Can you reproduce each of the lines below character for character, leaving nothing out?
Start of Input rows
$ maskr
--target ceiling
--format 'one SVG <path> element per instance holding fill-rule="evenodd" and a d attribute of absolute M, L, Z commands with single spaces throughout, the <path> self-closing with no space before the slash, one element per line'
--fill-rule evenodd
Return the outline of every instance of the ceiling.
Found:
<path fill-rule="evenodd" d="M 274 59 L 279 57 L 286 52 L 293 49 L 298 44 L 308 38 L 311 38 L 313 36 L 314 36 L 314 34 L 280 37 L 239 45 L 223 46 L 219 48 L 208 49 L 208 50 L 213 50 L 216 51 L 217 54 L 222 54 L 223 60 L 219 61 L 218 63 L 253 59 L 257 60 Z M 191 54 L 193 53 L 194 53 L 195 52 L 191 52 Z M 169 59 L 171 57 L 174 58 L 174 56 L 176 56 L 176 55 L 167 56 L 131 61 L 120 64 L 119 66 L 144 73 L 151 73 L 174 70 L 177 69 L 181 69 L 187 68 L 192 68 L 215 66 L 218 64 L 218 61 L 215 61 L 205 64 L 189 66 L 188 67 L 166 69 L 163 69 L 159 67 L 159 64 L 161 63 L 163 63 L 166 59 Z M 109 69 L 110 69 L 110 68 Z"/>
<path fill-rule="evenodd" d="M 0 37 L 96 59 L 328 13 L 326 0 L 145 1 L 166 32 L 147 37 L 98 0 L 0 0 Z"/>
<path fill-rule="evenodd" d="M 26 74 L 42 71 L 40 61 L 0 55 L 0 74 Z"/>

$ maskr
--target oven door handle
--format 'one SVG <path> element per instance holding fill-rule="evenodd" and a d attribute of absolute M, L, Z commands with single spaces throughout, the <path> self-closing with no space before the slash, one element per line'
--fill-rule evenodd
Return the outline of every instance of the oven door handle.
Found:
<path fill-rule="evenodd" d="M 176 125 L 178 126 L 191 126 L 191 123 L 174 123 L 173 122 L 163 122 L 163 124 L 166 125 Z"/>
End of Input rows
▶ _Solution to the exercise_
$ maskr
--target ceiling
--format 'one SVG <path> element per instance holding fill-rule="evenodd" and a d attribute of absolute M, L, Z commands with single spaces throughout, the <path> self-closing with no space before the slash, one element per line'
--fill-rule evenodd
Return the outline of every instance of the ceiling.
Found:
<path fill-rule="evenodd" d="M 274 59 L 279 57 L 286 52 L 293 49 L 298 44 L 308 38 L 311 38 L 313 36 L 314 36 L 314 34 L 280 37 L 239 45 L 223 46 L 219 48 L 208 49 L 208 50 L 213 50 L 216 51 L 217 54 L 222 54 L 223 60 L 219 61 L 218 63 L 253 59 L 257 60 Z M 191 54 L 193 53 L 194 53 L 195 52 L 191 52 Z M 169 59 L 171 57 L 174 58 L 174 56 L 176 56 L 176 55 L 167 56 L 131 61 L 120 64 L 119 66 L 144 73 L 151 73 L 174 70 L 177 69 L 181 69 L 187 68 L 192 68 L 215 66 L 218 64 L 218 61 L 215 61 L 205 64 L 189 66 L 188 67 L 166 69 L 163 69 L 159 67 L 159 64 L 161 63 L 163 63 L 166 59 Z M 109 69 L 110 69 L 110 68 Z"/>
<path fill-rule="evenodd" d="M 0 37 L 96 59 L 328 13 L 326 0 L 145 1 L 166 32 L 147 37 L 98 0 L 0 0 Z"/>
<path fill-rule="evenodd" d="M 26 74 L 42 71 L 40 61 L 0 55 L 0 74 Z"/>

$ maskr
--target oven door handle
--format 'one SVG <path> element per instance holding fill-rule="evenodd" and a d attribute of absolute M, L, Z commands with single spaces throughout, the <path> self-closing with no space before the slash, one element per line'
--fill-rule evenodd
Return the outline of every instance of the oven door handle.
Found:
<path fill-rule="evenodd" d="M 176 125 L 178 126 L 191 126 L 191 123 L 174 123 L 173 122 L 163 122 L 163 124 L 166 125 Z"/>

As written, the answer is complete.